Document extract

━━━━━━

# Official Contest: The Silver Screen



## Dragoneer (Jun 24, 2006)

[align=center][size=x-large]Lights! Cameras! HAIRBALLS![/size][/align]Since the dawn of time and the advent of fire, mankind has dreamt of fame, fortune and stretch limousines. The glamour of Hollywood was powerful enough to draw early man to create the wheel and further the progress of invention to lead up into the Age of the Silver Screen.

ENTER THE MOVIES!

Illustrate your character(s) in the style of cinematic papery masterpieces! The film posters! Your luxurious, silk-lined contest entry must be styled after the movie posters of advertising fame, complete with necessary kitsch tagline! With over a hundred year of cinema to pick and choose, there's a near limitless amount of reference to pick and choose. 

So let your imagination loose, summon the soul of Spielberg and let the art begin. Onward to the art, in the name of fun and bite-sized grillable sausages!

*THE SWAG:*
The Grand Poopah:
1x - $200 fat loot.

Runner-Up Prizes:
4x - $60 cash prizes of filthy lucre.

*THE DRAG:*
Rules, baby. It's all about the rules, and it's our job to lay some rules-legal smackdown on you. Images may not contain exceed Mature Rating. This means that *your entry may contain*: violence, language, explosions... _oh god, the explosions!_ *Entries may not contain*: sexual nudity. 

*Entries must be submitted by SEPTEMBER 30TH, 2006.* All entries must be posted to a valid www.furaffinity.net account (so don't get banned!). Accounts must be in good standing at time of closure. There is no limit to the amount of entries you can make, so spam us down, baby!.

Please post your entries to the contest in the official entry thread.

All art submitted to the contest must be a new creation. Any previously uploaded or drawn artwork will be disqualified. Do NOT submit older images which have previously been posted here or on other sites (we will check, and if found, if verified we will disqualify you!).

Submissions which do not abide by the above rules will be automatically disqualified and set on fire. This contest is open to any artist on FA (administration excluded). Prizes will be paid by U.S Money Order, Paypal or Xoom only. 

*THE COUNCIL:*
Judging will be performed by the Fur Affinity administration. All entries will be judged on creativity and effort as opposed to purely skill. Additional judges may be added over time.

━━━━━━

Information provided
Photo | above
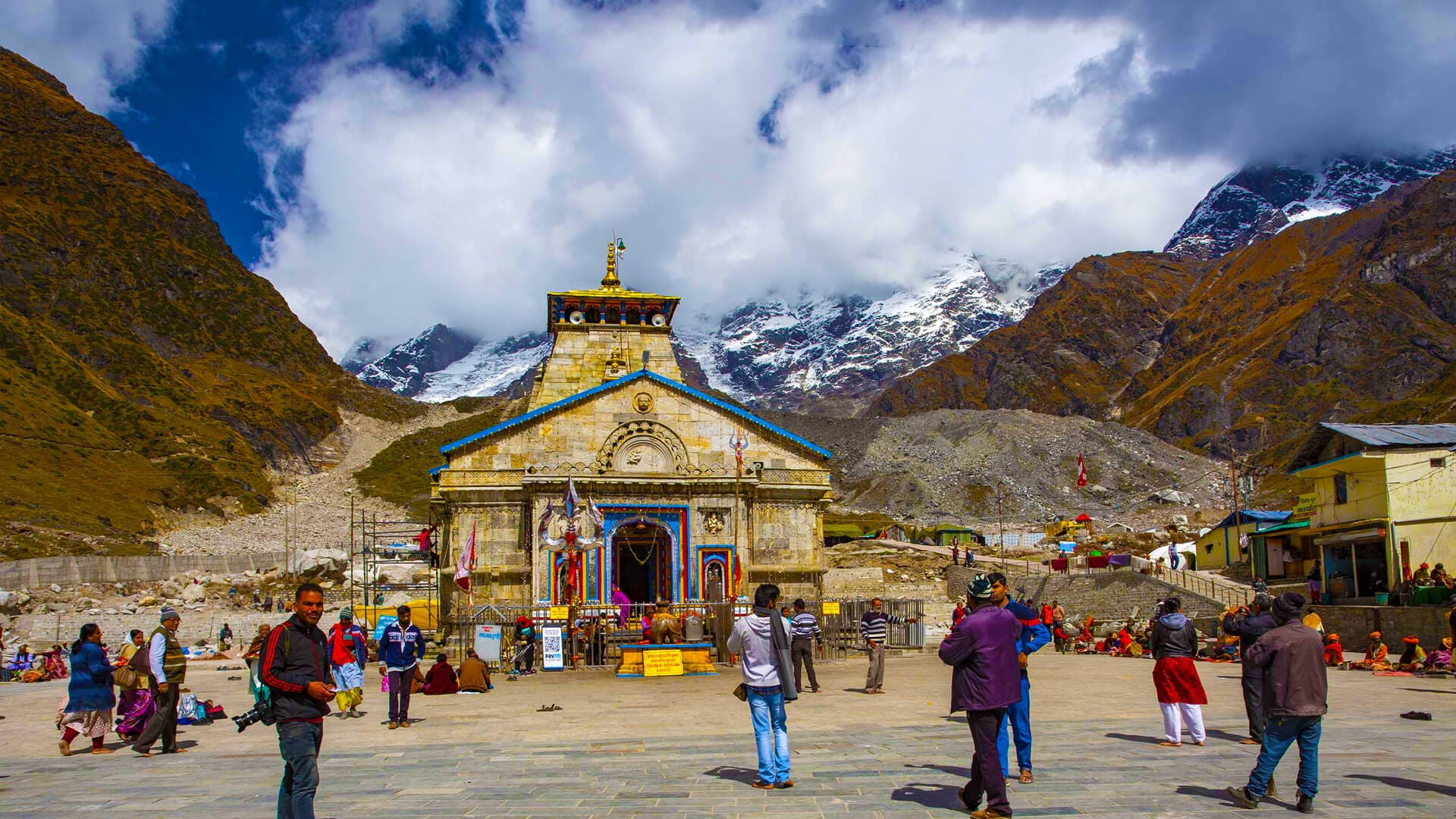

━━━━━━

Challenge 1
In the movie poster contest announcement:
(a) What is the deadline for submitting entries?
(b) How many runner-up prizes are offered, and how much is each worth?
(c) On what basis will entries be judged?
Challenge 2
Could you pick up the movie poster contest announcement after its final sentence and write the next part?

Output 1
(a) September 30th, 2006.
(b) Four runner-up prizes of $60 each.
(c) On creativity and effort as opposed to purely skill.

Output 2
Entries will be judged based on the following criteria:

How much effort did the artist put effort into the image?
What did the artist do to make their entry stand out from the rest?
How much personality was the artist able to input into their image?
Does the entry look like a movie poster?
This contest is sponsored by the Dragoneer on behalf of FA.


----------



## Whiptail (Jun 24, 2006)

*RE: Contest - Summer 2K6 - The Silver Screen*

At last!


----------



## Alexen (Jun 30, 2006)

*RE: Contest - Summer 2K6 - The Silver Screen*

violence, language, explosions? REALLY? uh oh


----------



## Silver R. Wolfe (Jun 30, 2006)

*RE: Contest - Summer 2K6 - The Silver Screen*

Oh shiz.. This is on!


----------



## aprokto_agamo (Jun 30, 2006)

*RE: Contest - Summer 2K6 - The Silver Screen*

lemme check if i understand, yo mean to any pic type like a poster of a movie like "star wars", imaginative?, for general viewers? with no sexual content?, my character have a big busissness 8) but that no mean that be a perv, apart, my character is a feral, but what is the thm of the pic?


----------



## BingFox (Jul 1, 2006)

*RE: Contest - Summer 2K6 - The Silver Screen*

Does it have to be taken off of an already existing movie poster, or does it have to be a totally original made up movie?


----------



## Dragoneer (Jul 1, 2006)

*RE:  Contest - Summer 2K6 - The Silver Screen*



			
				BingFox said:
			
		

> Does it have to be taken off of an already existing movie poster, or does it have to be a totally original made up movie?


It just has to be in the style of film posters.  It can be a parody or something all new.


----------



## yak (Jul 1, 2006)

*RE: Contest - Summer 2K6 - The Silver Screen*

I think it's the theme is what is important, not the sources. 

Just think of what's allowed in general public movies and what's not - and you'll ge the idea.


----------



## BingFox (Jul 1, 2006)

*RE:   Contest - Summer 2K6 - The Silver Screen*



			
				Dragoneer said:
			
		

> It just has to be in the style of film posters.  It can be a parody or something all new.



ah, okay, I got ya


----------



## Nexus (Jul 3, 2006)

*RE: Contest - Summer 2K6 - The Silver Screen*

YEY!! Im in!


----------



## Tiberius Flavius Drasus (Jul 10, 2006)

*RE: FA Contest: The Silver Screen*

OMG!  I'm sooooo in. ^_^


----------



## blackdragoon (Jul 10, 2006)

*RE: FA Contest: The Silver Screen*

sorry but i'm gonna sit this one out. but one "?" where the heck are you getting all your money dragoneer? what kind of day job do you have? i mean two contests with cash prizes at the same time thas crazy, but incredibly cool at the same time! man i wish i got paid like you!!


----------



## BingFox (Jul 10, 2006)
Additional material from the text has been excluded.